_Dataset extract:_
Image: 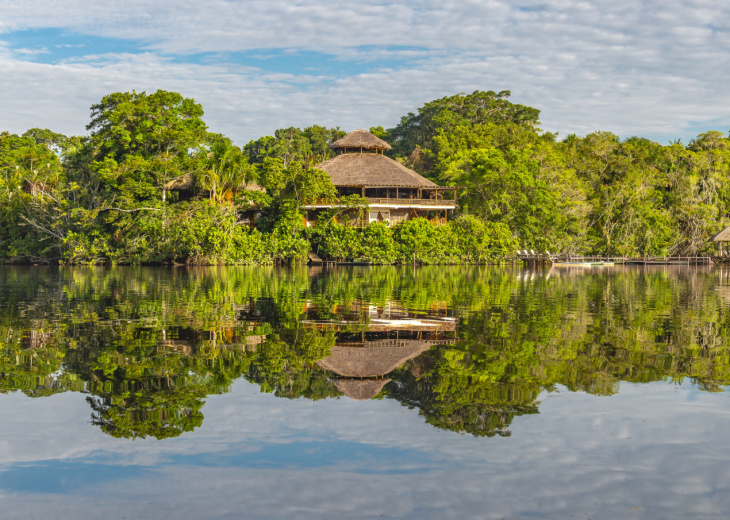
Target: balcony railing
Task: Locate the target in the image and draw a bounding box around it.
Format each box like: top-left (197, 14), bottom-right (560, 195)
top-left (313, 197), bottom-right (456, 207)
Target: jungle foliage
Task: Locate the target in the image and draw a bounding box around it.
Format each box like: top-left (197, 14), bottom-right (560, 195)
top-left (0, 91), bottom-right (730, 264)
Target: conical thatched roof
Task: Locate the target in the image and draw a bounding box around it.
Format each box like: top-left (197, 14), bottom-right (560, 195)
top-left (708, 226), bottom-right (730, 242)
top-left (317, 340), bottom-right (432, 377)
top-left (164, 173), bottom-right (194, 191)
top-left (330, 128), bottom-right (390, 150)
top-left (317, 153), bottom-right (438, 188)
top-left (332, 379), bottom-right (390, 401)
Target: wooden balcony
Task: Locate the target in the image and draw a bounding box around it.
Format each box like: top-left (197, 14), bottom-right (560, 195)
top-left (305, 197), bottom-right (459, 209)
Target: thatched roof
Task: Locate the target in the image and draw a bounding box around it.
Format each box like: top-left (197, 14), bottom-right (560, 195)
top-left (163, 173), bottom-right (266, 193)
top-left (332, 379), bottom-right (390, 401)
top-left (708, 226), bottom-right (730, 242)
top-left (317, 153), bottom-right (438, 188)
top-left (164, 173), bottom-right (194, 191)
top-left (330, 128), bottom-right (390, 150)
top-left (317, 340), bottom-right (432, 377)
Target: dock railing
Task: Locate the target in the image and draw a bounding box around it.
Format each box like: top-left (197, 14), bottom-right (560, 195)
top-left (510, 251), bottom-right (714, 265)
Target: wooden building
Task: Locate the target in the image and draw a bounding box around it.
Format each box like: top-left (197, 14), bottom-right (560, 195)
top-left (305, 129), bottom-right (458, 227)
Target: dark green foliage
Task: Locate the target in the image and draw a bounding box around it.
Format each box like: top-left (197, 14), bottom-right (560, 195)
top-left (0, 90), bottom-right (730, 264)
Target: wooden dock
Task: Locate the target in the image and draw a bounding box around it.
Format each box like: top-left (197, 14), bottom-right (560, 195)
top-left (512, 253), bottom-right (714, 267)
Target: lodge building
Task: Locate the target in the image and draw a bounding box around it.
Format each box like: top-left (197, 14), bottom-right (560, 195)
top-left (304, 129), bottom-right (458, 227)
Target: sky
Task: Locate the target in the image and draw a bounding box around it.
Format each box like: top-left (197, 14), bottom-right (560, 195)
top-left (0, 380), bottom-right (730, 520)
top-left (0, 0), bottom-right (730, 145)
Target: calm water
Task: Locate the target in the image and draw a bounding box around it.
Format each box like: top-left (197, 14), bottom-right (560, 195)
top-left (0, 266), bottom-right (730, 519)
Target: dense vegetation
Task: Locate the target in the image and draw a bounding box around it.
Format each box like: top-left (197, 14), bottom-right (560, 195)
top-left (0, 91), bottom-right (730, 264)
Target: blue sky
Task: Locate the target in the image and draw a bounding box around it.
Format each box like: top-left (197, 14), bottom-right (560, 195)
top-left (0, 0), bottom-right (730, 144)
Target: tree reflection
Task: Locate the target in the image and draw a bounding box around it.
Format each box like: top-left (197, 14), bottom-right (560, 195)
top-left (0, 267), bottom-right (730, 438)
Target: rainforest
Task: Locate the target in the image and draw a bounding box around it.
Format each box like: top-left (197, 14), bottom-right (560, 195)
top-left (0, 90), bottom-right (730, 265)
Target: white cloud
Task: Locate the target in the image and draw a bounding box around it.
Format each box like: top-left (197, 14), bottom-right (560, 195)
top-left (0, 0), bottom-right (730, 144)
top-left (0, 382), bottom-right (730, 519)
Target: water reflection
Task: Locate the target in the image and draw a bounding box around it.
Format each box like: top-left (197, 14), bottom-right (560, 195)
top-left (0, 267), bottom-right (730, 438)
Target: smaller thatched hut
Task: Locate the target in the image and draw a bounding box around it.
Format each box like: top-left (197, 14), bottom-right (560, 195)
top-left (708, 226), bottom-right (730, 255)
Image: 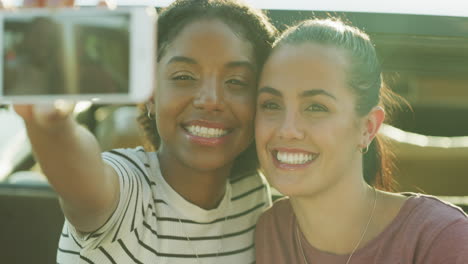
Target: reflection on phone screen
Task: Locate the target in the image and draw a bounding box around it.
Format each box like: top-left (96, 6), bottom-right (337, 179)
top-left (3, 14), bottom-right (130, 96)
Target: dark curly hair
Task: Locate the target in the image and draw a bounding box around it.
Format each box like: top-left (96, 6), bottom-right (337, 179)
top-left (274, 19), bottom-right (405, 191)
top-left (138, 0), bottom-right (277, 174)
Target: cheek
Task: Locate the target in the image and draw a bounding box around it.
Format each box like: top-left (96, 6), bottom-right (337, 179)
top-left (255, 112), bottom-right (274, 148)
top-left (228, 93), bottom-right (255, 123)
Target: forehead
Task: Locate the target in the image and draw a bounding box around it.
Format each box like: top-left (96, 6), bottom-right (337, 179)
top-left (164, 19), bottom-right (254, 62)
top-left (260, 44), bottom-right (348, 93)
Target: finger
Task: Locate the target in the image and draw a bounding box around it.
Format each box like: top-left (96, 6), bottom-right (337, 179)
top-left (23, 0), bottom-right (75, 7)
top-left (0, 0), bottom-right (14, 10)
top-left (13, 105), bottom-right (33, 121)
top-left (98, 0), bottom-right (117, 9)
top-left (32, 100), bottom-right (75, 127)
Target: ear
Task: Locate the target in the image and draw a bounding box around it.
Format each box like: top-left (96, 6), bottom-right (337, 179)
top-left (362, 106), bottom-right (385, 147)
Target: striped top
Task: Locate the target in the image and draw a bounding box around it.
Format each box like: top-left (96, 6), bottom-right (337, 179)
top-left (57, 147), bottom-right (271, 264)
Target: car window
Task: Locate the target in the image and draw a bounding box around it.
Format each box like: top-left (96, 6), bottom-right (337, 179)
top-left (0, 109), bottom-right (31, 182)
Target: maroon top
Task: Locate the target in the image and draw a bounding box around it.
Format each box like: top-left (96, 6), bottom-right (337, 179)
top-left (255, 194), bottom-right (468, 264)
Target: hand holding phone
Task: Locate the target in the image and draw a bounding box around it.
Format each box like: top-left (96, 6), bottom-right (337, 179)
top-left (0, 2), bottom-right (156, 103)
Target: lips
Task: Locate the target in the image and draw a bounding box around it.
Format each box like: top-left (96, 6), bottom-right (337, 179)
top-left (271, 148), bottom-right (320, 169)
top-left (182, 120), bottom-right (230, 146)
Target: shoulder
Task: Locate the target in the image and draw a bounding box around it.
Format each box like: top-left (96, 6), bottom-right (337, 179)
top-left (407, 194), bottom-right (468, 224)
top-left (102, 147), bottom-right (148, 163)
top-left (402, 194), bottom-right (468, 264)
top-left (258, 197), bottom-right (294, 226)
top-left (229, 171), bottom-right (271, 203)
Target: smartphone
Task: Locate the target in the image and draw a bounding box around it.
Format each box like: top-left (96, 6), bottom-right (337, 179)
top-left (0, 7), bottom-right (156, 104)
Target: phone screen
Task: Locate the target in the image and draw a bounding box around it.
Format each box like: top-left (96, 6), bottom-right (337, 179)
top-left (2, 14), bottom-right (130, 96)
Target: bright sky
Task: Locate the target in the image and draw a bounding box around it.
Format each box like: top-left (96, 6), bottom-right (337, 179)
top-left (144, 0), bottom-right (468, 17)
top-left (3, 0), bottom-right (468, 17)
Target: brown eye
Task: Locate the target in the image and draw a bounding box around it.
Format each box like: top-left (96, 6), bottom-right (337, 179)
top-left (306, 104), bottom-right (328, 112)
top-left (260, 102), bottom-right (281, 110)
top-left (172, 74), bottom-right (195, 81)
top-left (226, 79), bottom-right (248, 86)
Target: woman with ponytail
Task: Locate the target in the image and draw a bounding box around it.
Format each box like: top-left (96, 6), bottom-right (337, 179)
top-left (255, 19), bottom-right (468, 264)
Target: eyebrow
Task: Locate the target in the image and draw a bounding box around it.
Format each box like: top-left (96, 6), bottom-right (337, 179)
top-left (167, 56), bottom-right (257, 72)
top-left (226, 61), bottom-right (257, 72)
top-left (257, 86), bottom-right (283, 97)
top-left (167, 56), bottom-right (197, 64)
top-left (258, 86), bottom-right (336, 100)
top-left (300, 89), bottom-right (336, 100)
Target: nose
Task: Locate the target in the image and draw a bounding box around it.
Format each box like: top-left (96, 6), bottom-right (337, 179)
top-left (193, 78), bottom-right (224, 111)
top-left (279, 112), bottom-right (305, 140)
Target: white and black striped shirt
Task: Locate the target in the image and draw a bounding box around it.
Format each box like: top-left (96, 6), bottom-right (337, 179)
top-left (57, 147), bottom-right (271, 264)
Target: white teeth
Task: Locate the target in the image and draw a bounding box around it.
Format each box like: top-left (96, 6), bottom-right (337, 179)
top-left (276, 151), bottom-right (316, 164)
top-left (185, 126), bottom-right (227, 138)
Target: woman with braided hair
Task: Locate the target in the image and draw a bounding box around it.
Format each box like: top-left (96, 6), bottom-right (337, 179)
top-left (15, 0), bottom-right (275, 263)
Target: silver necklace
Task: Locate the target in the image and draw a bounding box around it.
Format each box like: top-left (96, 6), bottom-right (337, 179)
top-left (296, 187), bottom-right (377, 264)
top-left (173, 197), bottom-right (231, 264)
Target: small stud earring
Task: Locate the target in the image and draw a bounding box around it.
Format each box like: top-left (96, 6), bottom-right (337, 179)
top-left (359, 145), bottom-right (369, 154)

_Request:_
Can you copy out the rows again, starting with the line that contains "Target: smaller thatched hut" and going on through the line that contains "top-left (138, 0), bottom-right (277, 174)", with "dark curly hair" swapped for "curly dark hair" and nothing else changed? Leave the pictures out of your answer.

_Correct output:_
Target: smaller thatched hut
Task: Locate the target in the image and draw a bounding box around it.
Format each box like: top-left (197, 14), bottom-right (560, 195)
top-left (708, 226), bottom-right (730, 255)
Image: 
Target: reflection on phone screen
Task: Locate the target in the image and draw a bounding box around it.
Format each box like: top-left (96, 6), bottom-right (337, 179)
top-left (3, 14), bottom-right (130, 96)
Target: curly dark hair
Task: Locate the target in the image and draw a bounding box around it.
Format each box like: top-left (96, 6), bottom-right (337, 179)
top-left (274, 19), bottom-right (405, 191)
top-left (138, 0), bottom-right (277, 174)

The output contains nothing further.